**Trecho selecionado**:
Estímulo ao controle biológico

JOSMARI PAVAN | jpavan@ucs.br
Fotos: Claudia Velho

Alimentos cultivados segundo os princípios da agricultura orgânica NÃO são APENAS sinônimo de saúde. Mais do que isso, representam uma alternativa para inibir a contaminação das lavouras por agrotóxicos. Porém, viabilizar esse tipo de agricultura em larga escala ainda é um desafio

Alimentos orgânicos, produzidos sem o uso de defensivos químicos agrícolas, têm conseguido cada vez mais espaço na mesa das pessoas pela garantia de que não agridem a saúde humana e o meio ambiente.

Levantamento realizado em 2012 pela Federação Internacional dos Movimentos de Agricultura Orgânica (IFOAM) indica que mais de 37,5 milhões de hectares são ocupados pela agricultura orgânica em todo o mundo. Desde o ano de 1999, essa área triplicou, levando-se em conta o cultivo em todos os continentes. Ainda segundo a IFOAM, a Oceania possui a maior área dedicada à agricultura orgânica, representando 12,2 milhões de hectares. Em seguida estão, respectivamente, Europa (11,2 milhões), América Latina (6,8 milhões), Ásia (3,2 milhões), América do Norte (3 milhões) e o continente Africano (1,1 milhões).

A América Latina, com seus quase 7 milhões de hectares, abriga 18% de toda área agrícola orgânica do planeta. O Brasil ocupa a quinta posição entre os países com a maior área de cultivo orgânico. Segundo dados do Ministério da Agricultura, o ano de 2013 fechou com 6.719 produtores e 10.064 unidades de produção orgânica em todo o Brasil, comparado a 2012. Um aumento de 22%.

Apesar da expansão percebida nos últimos anos, a agricultura orgãnica encontra na logística de produção um dos principais entraves para o seu desenvolvimento. Em culturas orgânicas, o combate de pragas e de doenças é realizado por meio do controle biológico. O método consiste em utilizar um organismo vivo para atacar outro que seja prejudicial à lavoura. Esse controle natural é uma alternativa ao uso de agrotóxicos.

Equipe de laboratório desenvolve pesquisas para o controle de pragas em culturas agrícolas. Uma das etapas consiste na criação de condições ideais para o desenvolvimento em laboratório, e posterior teste para combate, da Anticarsia gemmatalis, conhecida como como lagarta-da-soja. A espécie ataca culturas de soja no país inteiro, prejudicando a produtividade das lavouras.

A pesquisa na UCS

Com o objetivo de identificar e desenvolver formas eficazes de controle biológico, a Universidade de Caxias do Sul mantém pesquisas abrigadas no Instituto de Biotecnologia e no Centro de Ciências Biológicas e da Saúde.

**Requisitos das tarefas**:
1. Segundo o texto sobre agricultura orgânica, qual região tem a maior área dedicada a esse tipo de cultivo?
2. Redigite o trecho do texto sobre agricultura orgânica entre "A América Latina, com" e "uso de agrotóxicos.", inclusive.
3. Diga se cada afirmação abaixo está de acordo com o texto sobre agricultura orgânica, respondendo sim ou não e citando as palavras do texto que decidem a questão.
(a) O levantamento da IFOAM sobre a área de agricultura orgânica foi feito em 2012.
(b) O Brasil ocupa a terceira posição entre os países com maior área de cultivo orgânico.
(c) No controle biológico, um organismo vivo é usado para atacar outro que prejudica a lavoura.
A listagem abaixo provém de uma fonte diferente do texto.

**Dados do exercício**:
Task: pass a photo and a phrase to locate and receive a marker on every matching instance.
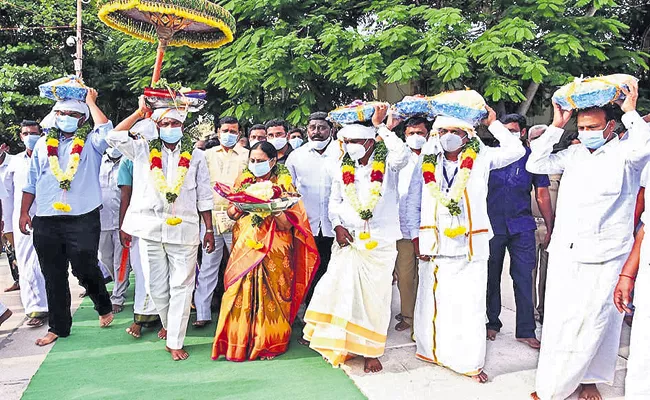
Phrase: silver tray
(276, 205)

**Respostas por tarefa**:
1. A Oceania, com 12,2 milhões de hectares.

2.
A América Latina, com seus quase 7 milhões de hectares, abriga 18% de toda área agrícola orgânica do planeta. O Brasil ocupa a quinta posição entre os países com a maior área de cultivo orgânico. Segundo dados do Ministério da Agricultura, o ano de 2013 fechou com 6.719 produtores e 10.064 unidades de produção orgânica em todo o Brasil, comparado a 2012. Um aumento de 22%.

Apesar da expansão percebida nos últimos anos, a agricultura orgãnica encontra na logística de produção um dos principais entraves para o seu desenvolvimento. Em culturas orgânicas, o combate de pragas e de doenças é realizado por meio do controle biológico. O método consiste em utilizar um organismo vivo para atacar outro que seja prejudicial à lavoura. Esse controle natural é uma alternativa ao uso de agrotóxicos.

3.
(a) Sim: "Levantamento realizado em 2012 pela Federação Internacional dos Movimentos de Agricultura Orgânica (IFOAM)".
(b) Não: "O Brasil ocupa a quinta posição entre os países com a maior área de cultivo orgânico."
(c) Sim: "O método consiste em utilizar um organismo vivo para atacar outro que seja prejudicial à lavoura."